Skip any image you find and restate the rest of the data word for word.

===== Provided records

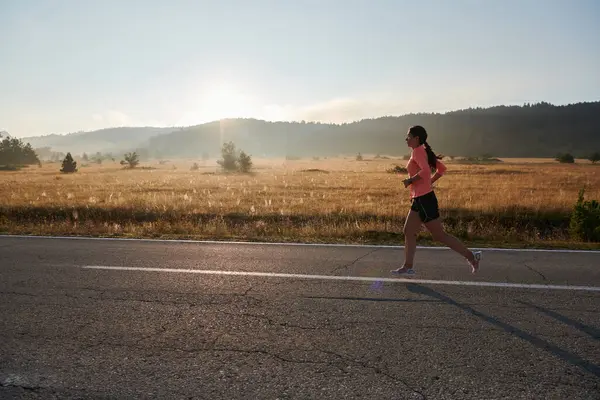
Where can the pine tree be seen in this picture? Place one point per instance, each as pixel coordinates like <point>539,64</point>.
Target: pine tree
<point>68,165</point>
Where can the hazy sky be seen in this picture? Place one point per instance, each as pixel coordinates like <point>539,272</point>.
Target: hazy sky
<point>70,65</point>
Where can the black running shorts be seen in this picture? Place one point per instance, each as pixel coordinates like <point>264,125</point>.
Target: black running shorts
<point>426,206</point>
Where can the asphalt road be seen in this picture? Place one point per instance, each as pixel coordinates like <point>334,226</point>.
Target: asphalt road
<point>69,328</point>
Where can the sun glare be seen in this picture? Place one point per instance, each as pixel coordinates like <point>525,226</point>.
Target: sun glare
<point>226,100</point>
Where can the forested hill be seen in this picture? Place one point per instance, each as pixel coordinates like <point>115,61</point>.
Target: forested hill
<point>539,130</point>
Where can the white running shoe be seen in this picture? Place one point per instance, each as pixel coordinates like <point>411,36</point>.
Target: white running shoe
<point>403,271</point>
<point>475,265</point>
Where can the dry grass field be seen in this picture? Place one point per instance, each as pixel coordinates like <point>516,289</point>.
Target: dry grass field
<point>518,202</point>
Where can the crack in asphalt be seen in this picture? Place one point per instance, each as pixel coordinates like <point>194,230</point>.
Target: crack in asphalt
<point>24,387</point>
<point>377,370</point>
<point>353,262</point>
<point>284,324</point>
<point>536,271</point>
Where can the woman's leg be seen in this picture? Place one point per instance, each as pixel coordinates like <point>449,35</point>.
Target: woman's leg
<point>438,233</point>
<point>412,226</point>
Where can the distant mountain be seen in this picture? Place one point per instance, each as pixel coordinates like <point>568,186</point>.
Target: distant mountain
<point>104,140</point>
<point>531,130</point>
<point>539,130</point>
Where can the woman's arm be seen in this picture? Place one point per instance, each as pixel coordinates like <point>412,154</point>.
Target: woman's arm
<point>440,169</point>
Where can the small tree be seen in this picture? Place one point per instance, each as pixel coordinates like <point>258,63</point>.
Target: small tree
<point>69,165</point>
<point>131,160</point>
<point>229,161</point>
<point>245,162</point>
<point>585,219</point>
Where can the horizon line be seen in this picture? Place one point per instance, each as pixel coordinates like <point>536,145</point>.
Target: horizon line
<point>292,121</point>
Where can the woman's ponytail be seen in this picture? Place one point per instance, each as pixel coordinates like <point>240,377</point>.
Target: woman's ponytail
<point>431,156</point>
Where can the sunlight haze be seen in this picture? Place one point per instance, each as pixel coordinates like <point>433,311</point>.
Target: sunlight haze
<point>72,66</point>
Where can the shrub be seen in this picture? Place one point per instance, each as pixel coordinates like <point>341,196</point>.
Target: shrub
<point>585,220</point>
<point>69,165</point>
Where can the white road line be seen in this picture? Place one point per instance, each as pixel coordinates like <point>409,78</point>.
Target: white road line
<point>225,242</point>
<point>349,278</point>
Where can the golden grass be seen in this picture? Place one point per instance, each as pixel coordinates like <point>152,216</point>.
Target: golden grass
<point>324,200</point>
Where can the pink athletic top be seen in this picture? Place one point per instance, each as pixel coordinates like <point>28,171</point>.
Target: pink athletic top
<point>418,165</point>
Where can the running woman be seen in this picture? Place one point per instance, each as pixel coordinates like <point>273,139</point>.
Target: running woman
<point>424,209</point>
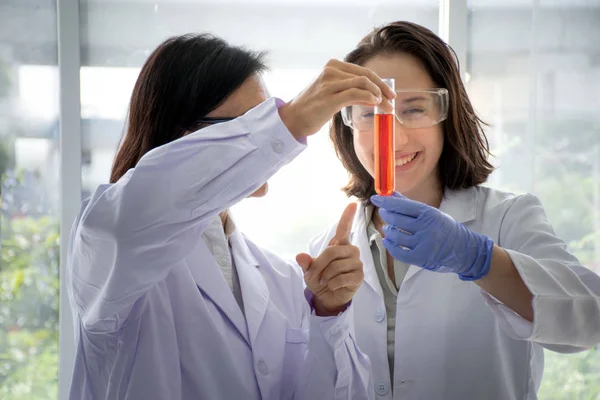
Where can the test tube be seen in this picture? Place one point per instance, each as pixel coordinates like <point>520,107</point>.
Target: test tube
<point>385,148</point>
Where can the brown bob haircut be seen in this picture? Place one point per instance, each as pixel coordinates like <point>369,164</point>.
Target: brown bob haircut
<point>463,162</point>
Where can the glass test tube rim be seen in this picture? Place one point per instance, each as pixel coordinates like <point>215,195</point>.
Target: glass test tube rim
<point>391,82</point>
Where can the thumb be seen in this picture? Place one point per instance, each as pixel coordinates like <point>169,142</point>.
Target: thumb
<point>304,260</point>
<point>342,233</point>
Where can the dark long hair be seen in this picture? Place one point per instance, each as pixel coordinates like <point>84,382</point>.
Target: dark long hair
<point>185,78</point>
<point>463,162</point>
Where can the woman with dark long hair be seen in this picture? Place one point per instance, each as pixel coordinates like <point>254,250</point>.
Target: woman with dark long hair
<point>170,300</point>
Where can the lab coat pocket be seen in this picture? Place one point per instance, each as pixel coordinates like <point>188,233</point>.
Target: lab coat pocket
<point>296,351</point>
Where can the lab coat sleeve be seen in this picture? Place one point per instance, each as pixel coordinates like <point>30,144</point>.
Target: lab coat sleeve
<point>133,232</point>
<point>334,368</point>
<point>566,295</point>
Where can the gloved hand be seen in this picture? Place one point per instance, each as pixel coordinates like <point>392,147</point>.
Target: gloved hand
<point>422,235</point>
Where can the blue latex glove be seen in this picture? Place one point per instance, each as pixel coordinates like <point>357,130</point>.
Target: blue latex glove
<point>422,235</point>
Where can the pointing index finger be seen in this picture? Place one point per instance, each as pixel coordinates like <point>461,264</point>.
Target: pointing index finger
<point>342,233</point>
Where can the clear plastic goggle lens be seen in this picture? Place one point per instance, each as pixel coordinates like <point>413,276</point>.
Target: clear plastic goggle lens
<point>414,109</point>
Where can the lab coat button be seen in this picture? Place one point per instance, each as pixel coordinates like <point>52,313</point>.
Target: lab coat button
<point>381,388</point>
<point>262,367</point>
<point>277,146</point>
<point>379,315</point>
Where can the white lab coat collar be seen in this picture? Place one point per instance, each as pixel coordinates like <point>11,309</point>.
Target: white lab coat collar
<point>459,204</point>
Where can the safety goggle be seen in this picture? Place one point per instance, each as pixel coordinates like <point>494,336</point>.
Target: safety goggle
<point>413,109</point>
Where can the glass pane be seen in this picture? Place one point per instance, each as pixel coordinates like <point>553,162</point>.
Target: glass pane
<point>537,84</point>
<point>29,236</point>
<point>301,37</point>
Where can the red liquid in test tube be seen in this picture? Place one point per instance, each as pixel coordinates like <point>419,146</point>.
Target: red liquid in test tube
<point>385,149</point>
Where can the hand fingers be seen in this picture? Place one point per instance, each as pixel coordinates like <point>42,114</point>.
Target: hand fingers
<point>400,238</point>
<point>350,281</point>
<point>354,96</point>
<point>338,267</point>
<point>304,261</point>
<point>359,82</point>
<point>344,227</point>
<point>313,274</point>
<point>400,221</point>
<point>358,70</point>
<point>399,204</point>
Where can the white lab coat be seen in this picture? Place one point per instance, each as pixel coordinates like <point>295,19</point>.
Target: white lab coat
<point>454,341</point>
<point>154,316</point>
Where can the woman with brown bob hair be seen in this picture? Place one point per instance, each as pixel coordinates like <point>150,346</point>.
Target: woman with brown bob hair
<point>464,285</point>
<point>170,300</point>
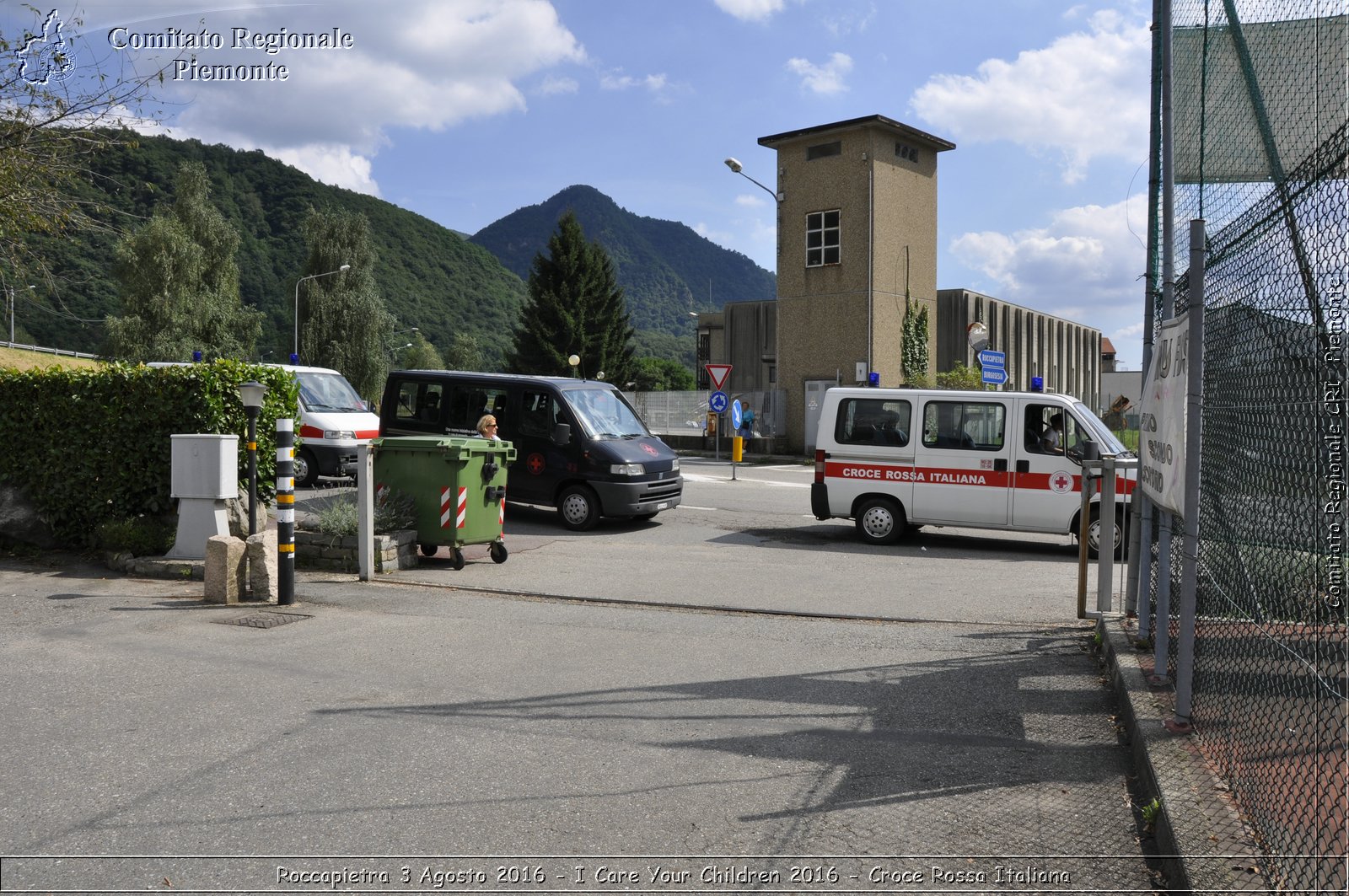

==========

Answer section:
Where can the pine tree be seen in this picture? Place one point per instance, each as pixel coordinates like <point>539,64</point>.
Target: pine tree
<point>68,165</point>
Where can the hazy sky be seen in this picture? Place one point per instance, each as pixel coordinates like <point>539,272</point>.
Target: hazy sky
<point>70,65</point>
Where can the black running shorts be seen in this picture? Place one point per instance, each as pixel coordinates like <point>264,125</point>.
Target: black running shorts
<point>426,206</point>
Where can the asphalt road be seen in this picture? Place one point per instance, each as pixel coordinates like <point>334,226</point>.
Target: asphalt road
<point>69,328</point>
Where can the sun glare be seen in this picture? Place one point per instance, each as pixel coordinates like <point>525,226</point>.
Target: sun glare
<point>226,100</point>
Where can the forested hill be seen in this picture? Place one point per instance, each as pixel coordinates like <point>115,61</point>.
Target: forested hill
<point>539,130</point>
Where can the white running shoe be seen in this picture? Place one point per instance, each as pixel coordinates like <point>411,36</point>.
Target: white running shoe
<point>403,271</point>
<point>475,265</point>
Where can the dry grass field be seen in this picture? Place one point per instance, each as pixel coordinates like <point>516,289</point>.
Target: dry grass field
<point>518,202</point>
Where can the crack in asphalt be seen in this picture? Place one point per instance, each as pixel coordinates like <point>194,230</point>.
Target: crack in asphalt
<point>24,387</point>
<point>377,370</point>
<point>353,262</point>
<point>284,324</point>
<point>536,271</point>
Where can the woman's leg be seen in this picture? Place one point per instance, each as pixel coordinates like <point>449,35</point>.
Target: woman's leg
<point>438,233</point>
<point>412,226</point>
Where can the distant mountain be seen in this picture? Place one point per instance, each as pixel coordinates like <point>568,186</point>.
Target: distant mountain
<point>104,140</point>
<point>531,130</point>
<point>539,130</point>
Where can the woman's arm be seen in this picture? Place one point per instance, each as pixel coordinates like <point>412,154</point>.
Target: woman's arm
<point>440,169</point>
Where can the small tree be seen in this picture? Place one point per instance, each as pixel coordinates like <point>258,63</point>.
Target: small tree
<point>69,165</point>
<point>131,160</point>
<point>229,161</point>
<point>245,162</point>
<point>585,219</point>
Where can the horizon line be seen in this picture? Place one point per instance, each as pixel coordinates like <point>536,145</point>.
Target: horizon line
<point>292,121</point>
Where can the woman's ponytail be seen in this picture? Place one point per instance, each as pixel coordinates like <point>240,377</point>.
Target: woman's ponytail
<point>431,156</point>
Where can the sunlight haze be seen in this picture? Place one point per instance, each as pixel coordinates like <point>433,311</point>.
Target: sunlight haze
<point>72,66</point>
Where can the shrub be seen in this picture? Place one point per instance, each as pixel coordinates like <point>341,196</point>.
Target: shrub
<point>585,220</point>
<point>69,165</point>
Where can the white road line be seen in this picture? Place one point per instance, each as pixel coordinates like <point>409,78</point>.
Target: white road line
<point>225,242</point>
<point>349,278</point>
Where can the golden grass be seen in this picture? Place one point per instance, each as pixel coordinates like <point>152,216</point>.
Target: golden grass
<point>324,200</point>
Where can the pink athletic top be seen in this picture? Place one point per instance, each as pixel coordinates like <point>28,171</point>.
Target: pink athletic top
<point>418,165</point>
Where can the running woman be seen in this picture? Place one point per instance, each as pixel coordinates like <point>273,139</point>.
Target: running woman
<point>424,209</point>
Where can the test tube be seen in this picture? Place one point per instance, each as pixel coordinates like <point>520,107</point>.
Target: test tube
<point>385,148</point>
Where can the brown bob haircut be seen in this picture? Place one point per instance, each as pixel coordinates like <point>369,164</point>.
Target: brown bob haircut
<point>463,162</point>
Where can the glass test tube rim be seen in this picture? Place one point per instance, each as pixel coordinates like <point>215,195</point>.
Target: glass test tube rim
<point>391,82</point>
Where can the thumb be seen in this picture? Place one point per instance, each as pixel coordinates like <point>169,142</point>.
Target: thumb
<point>304,260</point>
<point>342,233</point>
Where can the dark long hair be seen in this picture? Place one point per instance, each as pixel coordinates like <point>84,382</point>.
Target: dark long hair
<point>185,78</point>
<point>463,162</point>
Where can the woman with dark long hair be seen in this picture? Place one point per instance, each as pixel coordinates like <point>254,250</point>.
Target: woman with dark long hair
<point>170,300</point>
Where can the lab coat pocket be seen in this picture? Place one point per instance, each as pixel coordinates like <point>188,233</point>.
Target: lab coat pocket
<point>296,351</point>
Where can the lab coat sleeve be seen in this picture? Place one point per instance, each as pixel coordinates like <point>30,144</point>.
Target: lab coat sleeve
<point>133,232</point>
<point>334,368</point>
<point>566,295</point>
Where can the gloved hand be seen in this picture? Place one point per instance, each as pixel coordinates like <point>392,147</point>.
Target: gloved hand
<point>422,235</point>
Where can the blue latex glove be seen in this picture? Place one point per instance, each as pixel coordinates like <point>357,130</point>.
Target: blue latex glove
<point>422,235</point>
Where can the pointing index finger be seen in this picture? Place one point per instance, each as pixel coordinates like <point>461,264</point>.
Target: pointing index finger
<point>342,233</point>
Where can the clear plastic goggle lens be seen in this picture? Place one point per instance, each as pixel coordinates like <point>413,276</point>.
Target: clear plastic goggle lens
<point>414,109</point>
Where can the lab coat button be seen in this picture? Place one point per instance, each as pixel coordinates like <point>52,313</point>.
Target: lab coat button
<point>381,388</point>
<point>262,367</point>
<point>277,146</point>
<point>379,315</point>
Where can the white lab coat collar be seen in this picture? Place one point per instance, each as pixel coordinates like <point>11,309</point>.
Target: white lab coat collar
<point>459,204</point>
Where can the safety goggle be seen in this picture? Place one point per instance, each as pixel coordinates like <point>494,336</point>.
Target: safety goggle
<point>413,109</point>
Where can the glass pane be seen in this picture? Place one point per instance, each as pixel coordinates like <point>553,162</point>.
Target: glass pane
<point>537,84</point>
<point>29,236</point>
<point>301,37</point>
Where can the red liquid in test tube be seen in this picture? Place one point per instance, each as pixel coordinates like <point>419,146</point>.
Target: red liquid in test tube
<point>385,149</point>
Where can the hand fingers be seen in this picture? Place one point per instance, each as pixel coordinates like <point>42,114</point>.
Target: hand fingers
<point>400,238</point>
<point>350,281</point>
<point>354,96</point>
<point>338,267</point>
<point>304,261</point>
<point>359,82</point>
<point>344,227</point>
<point>313,274</point>
<point>400,221</point>
<point>358,70</point>
<point>399,204</point>
Where can the white lab coat be seen in this picture? Place one point per instance, each as pixel coordinates like <point>295,19</point>.
Target: white lab coat
<point>454,341</point>
<point>154,316</point>
Where can the woman with brown bob hair be seen in this picture? Place one point per instance, each as pixel coordinates like <point>150,346</point>.
Target: woman with brown bob hair
<point>464,285</point>
<point>170,300</point>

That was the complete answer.